Расскажу эпизод, послуживший, возможно, причиной удаления няни. Она при встрече с механиком фабрики заставила малютку низко поклониться ему со словами: «Здравствуйте, барин-батюшка».
Как сквозь сон слышу плач Маруси при расставании с няней.
Наша дружба и близость с Марусей, редкостным по душевным качествам человеком и моей дорогой сестрой, продолжалась всю жизнь. Началась же она после ухода няни. Сменявшие Харитину Петровну гувернантки, почти все молоденькие прибалтийские немки, были, наверное, довольны, что, позанимавшись с нами положенное время, погуляв по набережной, почитав несколько сказок, они могли беспрепятственно заниматься рукоделием или же бесконечными разговорами по-немецки со старшей сестрой Лелей, которая была почти их ровесница. Читали же они нам сказки братьев Гримм, Андерсена, Перро, где главными действующими персонажами были принцессы, золушки, принцы, а конец всегда был счастливым.

· · · · ·

_Задание 1_:
Выпишите из записей каждую строку со словом «hedge», учитывая регистр букв.
Отрывок и записи взяты из разных источников.

· · · · ·

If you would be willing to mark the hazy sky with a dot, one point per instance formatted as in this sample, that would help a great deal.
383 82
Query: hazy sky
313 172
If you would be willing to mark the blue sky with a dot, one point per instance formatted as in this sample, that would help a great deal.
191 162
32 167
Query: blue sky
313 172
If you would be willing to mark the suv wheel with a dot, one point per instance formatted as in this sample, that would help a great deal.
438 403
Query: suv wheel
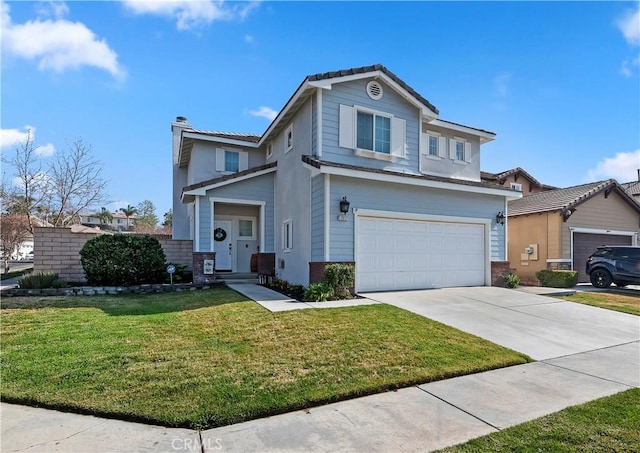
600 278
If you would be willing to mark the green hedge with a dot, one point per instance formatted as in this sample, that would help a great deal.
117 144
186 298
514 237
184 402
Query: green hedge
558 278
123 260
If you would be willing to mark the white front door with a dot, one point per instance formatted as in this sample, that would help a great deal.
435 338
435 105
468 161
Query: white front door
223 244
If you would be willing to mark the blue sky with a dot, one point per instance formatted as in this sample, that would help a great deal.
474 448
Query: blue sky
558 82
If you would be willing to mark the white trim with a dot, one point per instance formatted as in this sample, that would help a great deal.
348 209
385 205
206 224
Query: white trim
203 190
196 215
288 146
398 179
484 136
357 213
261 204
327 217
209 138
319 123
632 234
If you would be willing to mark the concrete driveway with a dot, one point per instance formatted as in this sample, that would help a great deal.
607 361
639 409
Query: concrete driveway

· · · · ·

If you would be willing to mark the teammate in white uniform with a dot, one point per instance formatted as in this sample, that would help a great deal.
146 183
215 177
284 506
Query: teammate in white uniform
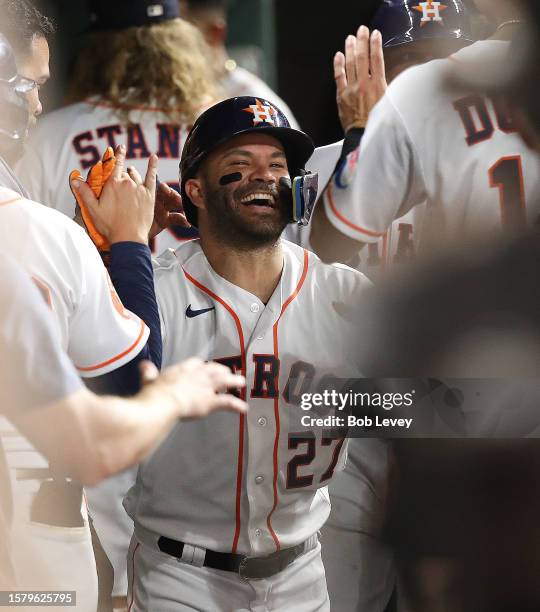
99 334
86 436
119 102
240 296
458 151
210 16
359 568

· · · · ·

_Задание 2_:
Назовите всех авторов, чьи сказки, согласно отрывку, читали детям гувернантки.

_Ответ 1_:
If you would be willing to mark the green hedge with a dot, one point per instance formatted as in this sample, that would help a great deal.
Query: green hedge

_Ответ 2_:
Братья Гримм, Андерсен, Перро.